SUPPLIED TEXT:
--- START ---

We also analysed nerves and roots from two GBS autopsy cases from the Department of Neurology, Johns Hopkins University, School of Medicine, Baltimore, Md., USA.
The following primary antibodies were used for immunohistochemistry: goat polyclonal anti‐CCR‐1, anti‐CCR‐2b, anti‐CCR‐4 (Santa Cruz Biotechnology Inc., Santa Cruz, Calif., USA), mouse monoclonal anti‐CCR‐5 (R&D Systems Inc., Minneapolis, Minn., USA) and goat polyclonal anti‐CXCR‐3 (Leuko Site Inc., Cambridge, Mass., USA). Tissues were also analysed with murine monoclonal anti‐CD3 (Serotec, Oxford, UK), mouse monoclonal anti‐CD68 (DAKO, Hamburg, Germany) and corresponding secondary antibodies (Vector Laboratories, Burlingame, Calif., USA) to define inflammatory infiltrates.
Formalin‐fixed, paraffin‐embedded tissue sections were placed on Superfrost Plus slides (Fisher Scientific Co., Pittsburgh, Penn., USA), deparaffinized in xylenes and rehydrated through graded ethanol into PBS (phosphate‐buffered saline). Antigen retrieval was performed, if necessary, by incubating the slides with protease XXIV (Sigma Chemical Co., St Louis, Mo., USA) for 30 min at 37°C, or microwaving in 1 mM EDTA, pH 8.0.
Sections were blocked with 10% human serum and incubated with primary antibodies at 4°C overnight. Thereafter, a biotinylated secondary antibody and avidin–biotin–horseradish peroxidase complex (Vectastain Elite, Vector Laboratories) were applied with 3,3′‐diaminobenzidine as peroxidase substrate, according to the manufacturer’s instructions. After development with DAB substrate, sections were counterstained with haematoxylin (Sigma), and mounted in 80% glycerol in PBS. For each antibody, optimal concentrations of primary and secondary antibody were determined. Endogenous peroxidase activity was suppressed by incubating the sections with 3% H2O2 in methanol for 10 min prior to adding the secondary antibody.
Analysis of positive immunoreactivity was performed by an observer blinded to the patient group studied. Endoneurial and epineurial immunoreactivity was evaluated across an entire transverse section of each biopsy, and numbers of positive cells were related to the total area of each section as determined on digitized images using an Axiophot 2 microscope (Carl Zeiss, Jena, Germany). Only immunoreactivity associated with a cell nucleus was accepted.

--- END ---

EXTRACTED INFORMATION:
--- START ---

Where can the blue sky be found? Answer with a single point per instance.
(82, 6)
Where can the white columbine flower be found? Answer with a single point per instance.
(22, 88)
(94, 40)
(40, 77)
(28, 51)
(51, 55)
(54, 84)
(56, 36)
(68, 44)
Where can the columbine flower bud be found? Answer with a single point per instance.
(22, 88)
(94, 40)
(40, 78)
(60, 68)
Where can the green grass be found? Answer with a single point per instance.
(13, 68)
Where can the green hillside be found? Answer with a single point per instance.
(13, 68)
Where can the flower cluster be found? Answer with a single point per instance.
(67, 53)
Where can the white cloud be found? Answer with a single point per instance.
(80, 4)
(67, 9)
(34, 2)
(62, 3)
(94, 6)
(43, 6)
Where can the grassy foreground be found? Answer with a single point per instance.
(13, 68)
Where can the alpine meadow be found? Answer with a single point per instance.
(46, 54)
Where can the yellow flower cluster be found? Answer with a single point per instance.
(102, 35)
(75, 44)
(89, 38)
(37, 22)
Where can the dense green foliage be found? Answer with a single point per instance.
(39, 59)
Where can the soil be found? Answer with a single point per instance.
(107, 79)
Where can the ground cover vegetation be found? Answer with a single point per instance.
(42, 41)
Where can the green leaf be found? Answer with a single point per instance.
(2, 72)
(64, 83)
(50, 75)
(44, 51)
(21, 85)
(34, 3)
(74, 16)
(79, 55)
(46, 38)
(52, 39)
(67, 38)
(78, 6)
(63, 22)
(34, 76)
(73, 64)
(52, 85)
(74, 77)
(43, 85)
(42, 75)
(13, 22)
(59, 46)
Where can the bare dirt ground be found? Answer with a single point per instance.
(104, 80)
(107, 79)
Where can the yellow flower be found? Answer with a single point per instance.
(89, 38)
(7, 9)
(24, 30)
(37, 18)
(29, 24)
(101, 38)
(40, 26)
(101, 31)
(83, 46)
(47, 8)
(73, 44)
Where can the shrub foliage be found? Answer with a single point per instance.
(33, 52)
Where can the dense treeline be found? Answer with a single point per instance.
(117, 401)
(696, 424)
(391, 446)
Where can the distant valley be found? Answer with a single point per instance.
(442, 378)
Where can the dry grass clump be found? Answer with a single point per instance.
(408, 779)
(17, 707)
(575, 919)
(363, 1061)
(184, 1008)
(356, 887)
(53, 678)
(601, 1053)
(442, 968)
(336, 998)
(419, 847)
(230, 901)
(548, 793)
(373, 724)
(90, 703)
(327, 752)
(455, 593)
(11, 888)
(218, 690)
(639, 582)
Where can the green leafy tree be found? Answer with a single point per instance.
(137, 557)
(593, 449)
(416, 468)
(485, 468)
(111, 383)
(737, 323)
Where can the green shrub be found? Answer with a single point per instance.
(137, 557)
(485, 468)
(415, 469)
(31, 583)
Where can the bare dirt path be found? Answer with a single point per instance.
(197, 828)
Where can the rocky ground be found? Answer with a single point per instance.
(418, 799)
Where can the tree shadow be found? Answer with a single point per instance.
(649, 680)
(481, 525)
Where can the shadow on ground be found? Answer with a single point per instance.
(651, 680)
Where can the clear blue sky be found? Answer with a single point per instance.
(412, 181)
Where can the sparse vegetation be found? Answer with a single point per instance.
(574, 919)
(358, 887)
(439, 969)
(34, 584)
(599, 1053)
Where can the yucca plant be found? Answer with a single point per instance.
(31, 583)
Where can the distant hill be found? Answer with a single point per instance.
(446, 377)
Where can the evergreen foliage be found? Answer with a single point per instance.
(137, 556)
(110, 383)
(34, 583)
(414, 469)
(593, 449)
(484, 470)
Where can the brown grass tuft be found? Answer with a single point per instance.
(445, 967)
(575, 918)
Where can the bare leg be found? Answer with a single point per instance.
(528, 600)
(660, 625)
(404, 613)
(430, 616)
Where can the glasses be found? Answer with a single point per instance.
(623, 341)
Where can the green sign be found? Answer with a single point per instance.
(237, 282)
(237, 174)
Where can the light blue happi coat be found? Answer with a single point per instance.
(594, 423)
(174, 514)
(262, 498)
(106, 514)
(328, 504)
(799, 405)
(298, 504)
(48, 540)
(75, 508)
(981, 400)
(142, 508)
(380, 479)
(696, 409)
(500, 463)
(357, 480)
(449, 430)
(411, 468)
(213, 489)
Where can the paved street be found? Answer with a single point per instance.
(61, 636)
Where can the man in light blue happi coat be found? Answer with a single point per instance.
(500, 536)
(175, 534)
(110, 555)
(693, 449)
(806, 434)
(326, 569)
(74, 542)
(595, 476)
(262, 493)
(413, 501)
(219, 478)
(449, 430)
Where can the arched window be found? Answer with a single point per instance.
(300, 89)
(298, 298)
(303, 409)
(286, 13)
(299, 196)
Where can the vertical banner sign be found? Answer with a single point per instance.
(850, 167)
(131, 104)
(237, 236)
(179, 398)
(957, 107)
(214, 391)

--- END ---

ABOUT THIS TASK:
Decide whether each statement agrees with the immunohistochemistry text, and give yes or no with the deciding words quoted: 1. Sections were incubated with primary antibodies at 4°C overnight. 2. Endogenous peroxidase activity was suppressed after the secondary antibody was added. 3. Immunoreactivity was counted whether or not it was associated with a cell nucleus.

FINISHED EXERCISE:
1. Yes: "incubated with primary antibodies at 4°C overnight"
2. No: "for 10 min prior to adding the secondary antibody"
3. No: "Only immunoreactivity associated with a cell nucleus was accepted."